┌─ Input material
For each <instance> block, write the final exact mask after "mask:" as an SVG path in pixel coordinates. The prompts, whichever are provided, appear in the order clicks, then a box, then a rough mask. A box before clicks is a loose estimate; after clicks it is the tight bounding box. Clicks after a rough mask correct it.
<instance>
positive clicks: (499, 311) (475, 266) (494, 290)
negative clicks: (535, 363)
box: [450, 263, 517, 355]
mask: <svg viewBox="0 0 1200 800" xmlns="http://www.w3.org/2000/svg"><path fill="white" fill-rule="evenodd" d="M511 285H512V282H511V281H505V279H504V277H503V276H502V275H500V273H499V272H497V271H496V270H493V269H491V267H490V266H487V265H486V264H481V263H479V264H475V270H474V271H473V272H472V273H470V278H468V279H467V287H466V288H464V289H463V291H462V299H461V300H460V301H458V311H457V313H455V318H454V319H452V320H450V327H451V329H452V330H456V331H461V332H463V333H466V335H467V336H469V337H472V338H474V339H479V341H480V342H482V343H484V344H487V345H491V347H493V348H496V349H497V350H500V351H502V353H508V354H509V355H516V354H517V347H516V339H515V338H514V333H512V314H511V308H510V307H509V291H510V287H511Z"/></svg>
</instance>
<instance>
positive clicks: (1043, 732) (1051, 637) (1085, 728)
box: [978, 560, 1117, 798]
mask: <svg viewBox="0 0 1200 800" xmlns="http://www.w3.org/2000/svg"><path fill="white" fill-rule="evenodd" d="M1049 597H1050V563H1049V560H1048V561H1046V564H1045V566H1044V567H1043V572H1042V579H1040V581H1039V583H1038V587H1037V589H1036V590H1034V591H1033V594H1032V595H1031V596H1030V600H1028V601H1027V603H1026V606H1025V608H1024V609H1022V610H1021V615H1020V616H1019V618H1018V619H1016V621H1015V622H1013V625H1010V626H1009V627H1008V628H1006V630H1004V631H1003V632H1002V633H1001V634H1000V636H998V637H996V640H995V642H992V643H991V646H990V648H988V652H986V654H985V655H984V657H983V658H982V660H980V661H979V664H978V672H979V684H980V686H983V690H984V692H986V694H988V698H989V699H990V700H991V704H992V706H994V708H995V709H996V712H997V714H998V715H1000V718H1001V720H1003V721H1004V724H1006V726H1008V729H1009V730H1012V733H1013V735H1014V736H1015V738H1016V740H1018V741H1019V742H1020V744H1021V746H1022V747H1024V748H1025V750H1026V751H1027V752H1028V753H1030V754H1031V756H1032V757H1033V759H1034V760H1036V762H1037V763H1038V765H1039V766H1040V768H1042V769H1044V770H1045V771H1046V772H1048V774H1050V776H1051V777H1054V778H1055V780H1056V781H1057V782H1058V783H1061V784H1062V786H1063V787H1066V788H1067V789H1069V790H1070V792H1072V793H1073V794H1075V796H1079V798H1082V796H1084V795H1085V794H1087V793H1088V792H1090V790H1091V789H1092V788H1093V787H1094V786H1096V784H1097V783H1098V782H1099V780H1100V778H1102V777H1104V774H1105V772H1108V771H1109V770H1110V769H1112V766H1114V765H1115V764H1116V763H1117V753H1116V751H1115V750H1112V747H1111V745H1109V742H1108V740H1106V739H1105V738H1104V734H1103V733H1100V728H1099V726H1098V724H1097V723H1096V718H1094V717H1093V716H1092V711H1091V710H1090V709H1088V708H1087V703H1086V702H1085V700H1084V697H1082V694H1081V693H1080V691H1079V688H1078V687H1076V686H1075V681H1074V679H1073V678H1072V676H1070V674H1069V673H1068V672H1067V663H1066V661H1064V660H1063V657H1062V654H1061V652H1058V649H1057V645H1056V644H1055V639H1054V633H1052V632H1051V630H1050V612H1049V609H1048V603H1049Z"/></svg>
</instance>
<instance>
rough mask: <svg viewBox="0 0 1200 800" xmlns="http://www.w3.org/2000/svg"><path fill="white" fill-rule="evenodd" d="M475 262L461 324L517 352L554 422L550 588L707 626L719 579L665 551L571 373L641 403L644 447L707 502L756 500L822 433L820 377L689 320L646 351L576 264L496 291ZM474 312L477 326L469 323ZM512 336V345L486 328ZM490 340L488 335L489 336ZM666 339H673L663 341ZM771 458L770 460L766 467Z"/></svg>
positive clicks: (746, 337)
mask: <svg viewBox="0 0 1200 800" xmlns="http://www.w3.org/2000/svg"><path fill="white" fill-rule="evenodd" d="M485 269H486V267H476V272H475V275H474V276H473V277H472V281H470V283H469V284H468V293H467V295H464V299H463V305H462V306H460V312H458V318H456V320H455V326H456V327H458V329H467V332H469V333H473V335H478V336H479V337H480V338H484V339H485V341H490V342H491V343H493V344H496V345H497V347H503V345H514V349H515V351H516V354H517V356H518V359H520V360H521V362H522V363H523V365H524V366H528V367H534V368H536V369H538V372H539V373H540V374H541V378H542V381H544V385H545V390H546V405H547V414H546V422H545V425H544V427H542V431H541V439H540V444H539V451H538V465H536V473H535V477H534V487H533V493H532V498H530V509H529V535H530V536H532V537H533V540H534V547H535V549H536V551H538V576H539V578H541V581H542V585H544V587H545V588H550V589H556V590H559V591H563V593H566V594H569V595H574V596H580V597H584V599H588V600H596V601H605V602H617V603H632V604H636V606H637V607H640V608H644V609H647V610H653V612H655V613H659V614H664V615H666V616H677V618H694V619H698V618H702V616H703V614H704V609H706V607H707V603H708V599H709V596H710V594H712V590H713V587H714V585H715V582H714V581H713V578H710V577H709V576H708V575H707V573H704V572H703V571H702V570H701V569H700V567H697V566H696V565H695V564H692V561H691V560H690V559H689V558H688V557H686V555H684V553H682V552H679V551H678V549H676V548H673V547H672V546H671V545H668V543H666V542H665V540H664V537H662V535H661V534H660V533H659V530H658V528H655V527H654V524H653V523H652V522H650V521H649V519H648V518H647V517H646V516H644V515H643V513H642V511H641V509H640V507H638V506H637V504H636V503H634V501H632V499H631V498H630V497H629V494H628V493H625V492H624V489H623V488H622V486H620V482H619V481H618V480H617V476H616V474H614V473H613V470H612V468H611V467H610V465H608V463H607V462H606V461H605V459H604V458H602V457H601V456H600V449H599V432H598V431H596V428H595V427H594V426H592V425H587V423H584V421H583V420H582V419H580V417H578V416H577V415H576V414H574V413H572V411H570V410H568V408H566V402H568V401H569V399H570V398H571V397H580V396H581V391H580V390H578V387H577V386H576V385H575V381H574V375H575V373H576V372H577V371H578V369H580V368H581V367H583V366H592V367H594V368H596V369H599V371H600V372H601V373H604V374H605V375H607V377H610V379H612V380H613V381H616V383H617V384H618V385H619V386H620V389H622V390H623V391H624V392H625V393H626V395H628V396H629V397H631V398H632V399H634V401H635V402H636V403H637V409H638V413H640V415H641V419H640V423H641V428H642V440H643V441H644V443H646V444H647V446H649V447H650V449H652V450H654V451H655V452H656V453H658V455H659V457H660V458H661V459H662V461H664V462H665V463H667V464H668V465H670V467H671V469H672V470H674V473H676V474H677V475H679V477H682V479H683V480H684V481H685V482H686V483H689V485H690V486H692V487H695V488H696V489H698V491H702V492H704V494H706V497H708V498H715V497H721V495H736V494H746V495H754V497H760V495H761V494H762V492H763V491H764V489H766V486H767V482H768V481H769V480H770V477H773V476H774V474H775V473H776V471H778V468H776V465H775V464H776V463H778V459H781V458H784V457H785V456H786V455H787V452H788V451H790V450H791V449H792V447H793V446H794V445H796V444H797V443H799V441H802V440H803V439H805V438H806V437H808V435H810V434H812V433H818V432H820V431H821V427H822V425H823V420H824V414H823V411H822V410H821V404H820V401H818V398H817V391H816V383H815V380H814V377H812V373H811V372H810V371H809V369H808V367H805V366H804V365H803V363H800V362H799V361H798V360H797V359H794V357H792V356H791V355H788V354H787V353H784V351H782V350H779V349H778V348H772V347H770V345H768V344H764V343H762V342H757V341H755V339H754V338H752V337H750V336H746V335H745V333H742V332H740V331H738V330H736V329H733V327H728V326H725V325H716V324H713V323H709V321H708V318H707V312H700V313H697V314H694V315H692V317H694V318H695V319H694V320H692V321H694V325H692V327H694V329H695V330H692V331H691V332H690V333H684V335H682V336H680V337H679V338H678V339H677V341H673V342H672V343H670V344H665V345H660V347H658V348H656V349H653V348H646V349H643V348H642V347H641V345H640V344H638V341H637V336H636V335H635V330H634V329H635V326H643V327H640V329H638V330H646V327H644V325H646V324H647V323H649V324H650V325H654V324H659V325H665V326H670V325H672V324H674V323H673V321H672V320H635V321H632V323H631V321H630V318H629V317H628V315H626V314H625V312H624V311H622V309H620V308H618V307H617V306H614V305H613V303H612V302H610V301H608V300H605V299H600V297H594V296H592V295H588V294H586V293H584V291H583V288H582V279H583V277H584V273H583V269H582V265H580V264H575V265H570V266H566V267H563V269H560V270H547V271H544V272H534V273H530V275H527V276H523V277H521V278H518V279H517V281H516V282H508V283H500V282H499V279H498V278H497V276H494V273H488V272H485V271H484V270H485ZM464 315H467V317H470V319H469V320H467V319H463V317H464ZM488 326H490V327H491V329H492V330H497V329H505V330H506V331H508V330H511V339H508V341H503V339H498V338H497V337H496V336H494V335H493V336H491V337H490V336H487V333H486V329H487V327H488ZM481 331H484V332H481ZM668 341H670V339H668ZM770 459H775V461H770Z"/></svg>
└─
## What this task involves
Nothing but the lines from the first line of the data through the line with "positive clicks: (1043, 732)" should be returned, exactly as they appear, both ends included.

## Problem solution
For each <instance> block, write the final exact mask after "mask:" as an SVG path in pixel coordinates. The prompts, whichever are provided, appear in the order clicks, then a box, then a rough mask. A box before clicks is a loose estimate; after clicks it is the tight bounding box. Clicks after a rough mask correct it.
<instance>
positive clicks: (499, 311) (475, 266) (494, 290)
negative clicks: (535, 363)
box: [450, 263, 517, 355]
mask: <svg viewBox="0 0 1200 800" xmlns="http://www.w3.org/2000/svg"><path fill="white" fill-rule="evenodd" d="M511 285H512V282H511V281H505V279H504V277H503V276H502V275H500V273H499V272H497V271H496V270H493V269H491V267H490V266H487V265H486V264H481V263H479V264H475V270H474V271H473V272H472V273H470V278H468V279H467V287H466V288H464V289H463V291H462V299H461V300H460V301H458V311H457V313H455V318H454V319H452V320H450V327H451V329H452V330H456V331H461V332H463V333H466V335H467V336H469V337H472V338H474V339H479V341H480V342H482V343H484V344H487V345H491V347H493V348H496V349H497V350H500V351H502V353H508V354H509V355H516V354H517V347H516V339H515V338H514V333H512V314H511V308H510V307H509V291H510V287H511Z"/></svg>
</instance>
<instance>
positive clicks: (1043, 732) (1051, 637) (1085, 728)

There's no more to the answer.